*** Opening of Text under study ***

Scientists at the United Kingdom’s health regulator Public Health England on Friday flagged early signs that vaccination against Covid-19 may not prevent transmission of the Delta variant of the infection, Reuters reported.
The observation means that those who have been vaccinated against Covid-19 may be able to transmit the Delta variant as easily as those who have not been inoculated.
The highly transmissible Delta variant, which was first detected in India, has now been reported in 135 countries. It has become the dominant strain of the infection and triggered renewed restrictions in several countries, including the United States and China.
“This may have implications for people’s infectiousness, whether they have been vaccinated or not,” the Public Health England said about its findings on transmission of Delta variant. The health body, however, added that further targeted studies were needed to confirm the findings.
The observations, meanwhile, are similar to the findings of the United States’ Centers for Disease Control and Prevention. The CDC had in July described coronavirus as being “as transmissible as chickenpox” and warned that in some cases it could evade protection provided by the vaccines, reported Reuters.
The CDC report reiterated, however, that vaccines are highly effective in preventing serious illness, hospitalisation and death. In India, too, data on adverse events following immunisation showed that only 180 of the six crore people who received the vaccine died after taking the vaccine.
On the CDC report, All India Institute of Medical Sciences chief Randeep Guleria said that the American health body had compared transmission of the Delta variant to chickenpox as the disease has an R (reproduction) value of eight or more.
“That suggests that coronavirus is highly infectious,” Guleria said. “We saw that during the second wave in India, because entire families were getting infected.”
The R value measures how many people are being infected by one Covid-positive person on an average. For instance, a value between 0.7 and 0.9 means that every 10 Covid-positive people will pass on the infection to seven to nine others.
The number of infections keeps rising if the R value is more than 1. If the value declines, the infection will eventually stop spreading because there will not be enough new cases for the outbreak to continue.

*** Close of Text under study ***
*** Opening of Data shown ***

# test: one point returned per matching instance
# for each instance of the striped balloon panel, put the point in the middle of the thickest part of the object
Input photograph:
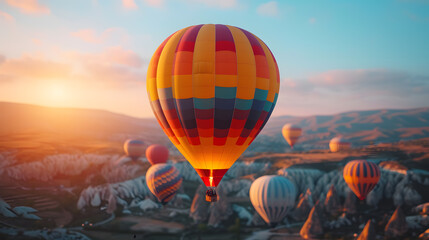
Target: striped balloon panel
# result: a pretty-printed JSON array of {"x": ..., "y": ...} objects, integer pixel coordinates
[
  {"x": 361, "y": 176},
  {"x": 163, "y": 180},
  {"x": 339, "y": 146},
  {"x": 272, "y": 197},
  {"x": 291, "y": 135},
  {"x": 134, "y": 148},
  {"x": 212, "y": 89}
]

*** Close of Data shown ***

**Your assignment:**
Please write out the article on the Delta variant word for word, from "The highly transmissible" up to and including "vaccines, reported Reuters.".

**Task response:**
The highly transmissible Delta variant, which was first detected in India, has now been reported in 135 countries. It has become the dominant strain of the infection and triggered renewed restrictions in several countries, including the United States and China.
“This may have implications for people’s infectiousness, whether they have been vaccinated or not,” the Public Health England said about its findings on transmission of Delta variant. The health body, however, added that further targeted studies were needed to confirm the findings.
The observations, meanwhile, are similar to the findings of the United States’ Centers for Disease Control and Prevention. The CDC had in July described coronavirus as being “as transmissible as chickenpox” and warned that in some cases it could evade protection provided by the vaccines, reported Reuters.